** Start of Rows **

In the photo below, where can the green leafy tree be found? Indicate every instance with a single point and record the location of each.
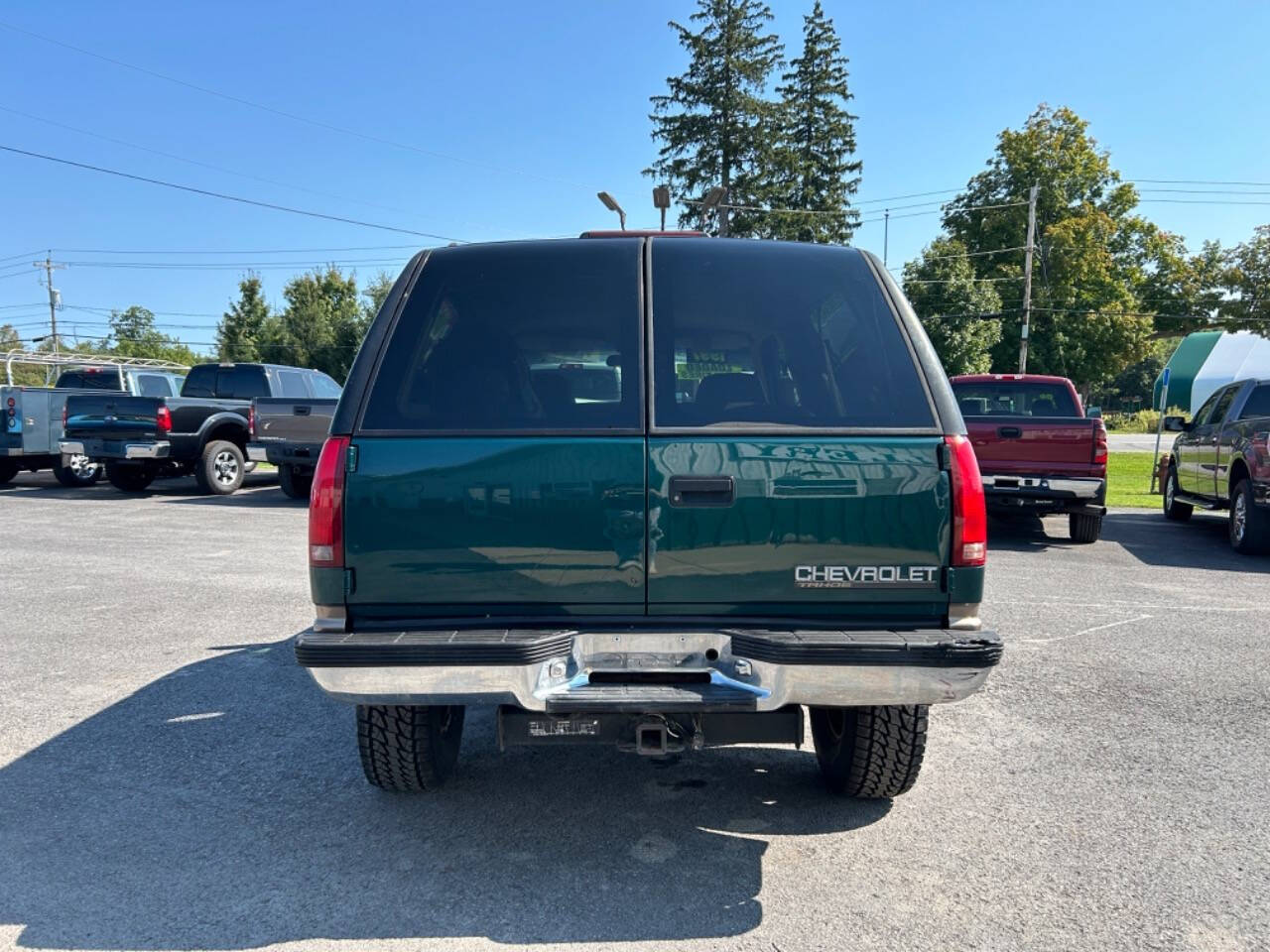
(1100, 266)
(813, 168)
(321, 325)
(241, 329)
(1247, 285)
(376, 291)
(712, 123)
(959, 311)
(134, 334)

** End of Rows **

■ **Problem statement**
Swap "green leafy tree" for "broadleaf tree" throughout the records above and write their lines out again with nothing else changed. Leave the pictures out.

■ **Right answer**
In the photo below, where can the broadleaf tree be found? Indicate every instance with a single point and record the location of each.
(1100, 266)
(813, 168)
(321, 325)
(241, 329)
(1247, 285)
(376, 291)
(712, 123)
(959, 311)
(134, 334)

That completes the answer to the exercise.